Set problem: Copy out the material below word for word, starting with the line that contains "where the appetizer" and continuing through the end of the material.

**** Exercise input ****

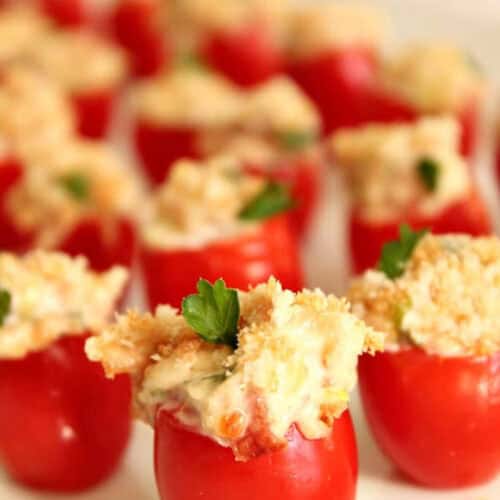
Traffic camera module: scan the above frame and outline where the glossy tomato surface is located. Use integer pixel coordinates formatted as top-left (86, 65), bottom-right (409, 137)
top-left (134, 121), bottom-right (201, 184)
top-left (58, 219), bottom-right (136, 272)
top-left (38, 0), bottom-right (90, 27)
top-left (246, 157), bottom-right (324, 238)
top-left (201, 24), bottom-right (284, 87)
top-left (0, 158), bottom-right (33, 252)
top-left (155, 410), bottom-right (358, 500)
top-left (359, 348), bottom-right (500, 488)
top-left (71, 89), bottom-right (118, 139)
top-left (140, 216), bottom-right (303, 309)
top-left (288, 47), bottom-right (379, 134)
top-left (111, 0), bottom-right (172, 76)
top-left (349, 191), bottom-right (492, 274)
top-left (0, 336), bottom-right (131, 491)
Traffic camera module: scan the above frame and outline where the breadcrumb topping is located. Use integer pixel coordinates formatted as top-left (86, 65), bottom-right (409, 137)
top-left (381, 43), bottom-right (484, 113)
top-left (0, 251), bottom-right (127, 359)
top-left (29, 30), bottom-right (127, 92)
top-left (7, 140), bottom-right (139, 249)
top-left (349, 235), bottom-right (500, 356)
top-left (289, 3), bottom-right (388, 58)
top-left (0, 63), bottom-right (75, 161)
top-left (132, 68), bottom-right (243, 128)
top-left (330, 118), bottom-right (471, 220)
top-left (142, 156), bottom-right (265, 248)
top-left (86, 278), bottom-right (381, 460)
top-left (242, 76), bottom-right (320, 136)
top-left (0, 5), bottom-right (50, 64)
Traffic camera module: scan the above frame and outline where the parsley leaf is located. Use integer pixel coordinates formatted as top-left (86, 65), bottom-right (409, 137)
top-left (378, 224), bottom-right (428, 279)
top-left (238, 181), bottom-right (295, 220)
top-left (417, 157), bottom-right (441, 193)
top-left (279, 131), bottom-right (316, 151)
top-left (0, 288), bottom-right (12, 326)
top-left (182, 279), bottom-right (240, 348)
top-left (59, 172), bottom-right (90, 201)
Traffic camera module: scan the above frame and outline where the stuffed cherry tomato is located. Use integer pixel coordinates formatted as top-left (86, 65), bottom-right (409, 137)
top-left (133, 67), bottom-right (243, 184)
top-left (0, 252), bottom-right (131, 492)
top-left (111, 0), bottom-right (172, 76)
top-left (333, 118), bottom-right (492, 273)
top-left (155, 410), bottom-right (358, 500)
top-left (27, 31), bottom-right (127, 139)
top-left (140, 158), bottom-right (303, 308)
top-left (86, 278), bottom-right (380, 500)
top-left (365, 45), bottom-right (484, 157)
top-left (350, 233), bottom-right (500, 488)
top-left (288, 5), bottom-right (384, 133)
top-left (5, 141), bottom-right (137, 271)
top-left (201, 23), bottom-right (284, 87)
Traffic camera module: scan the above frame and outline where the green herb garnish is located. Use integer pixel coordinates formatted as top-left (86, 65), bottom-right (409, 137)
top-left (182, 279), bottom-right (240, 348)
top-left (417, 157), bottom-right (441, 193)
top-left (378, 224), bottom-right (428, 279)
top-left (59, 172), bottom-right (90, 201)
top-left (0, 288), bottom-right (12, 326)
top-left (238, 181), bottom-right (295, 220)
top-left (279, 131), bottom-right (316, 151)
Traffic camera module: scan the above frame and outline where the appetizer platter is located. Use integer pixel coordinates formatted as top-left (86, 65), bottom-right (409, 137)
top-left (0, 0), bottom-right (500, 500)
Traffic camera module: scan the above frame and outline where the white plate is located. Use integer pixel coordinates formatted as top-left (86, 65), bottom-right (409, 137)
top-left (0, 0), bottom-right (500, 500)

****

Reply to the exercise:
Traffic camera module: scan the above frame and outline where the appetizer platter is located. Use integer pixel coordinates formatted as top-left (86, 65), bottom-right (409, 137)
top-left (0, 0), bottom-right (500, 500)
Traffic camera module: scan the above frame and outline where the white plate is located. Use integer pixel coordinates formatted as top-left (86, 65), bottom-right (409, 137)
top-left (0, 0), bottom-right (500, 500)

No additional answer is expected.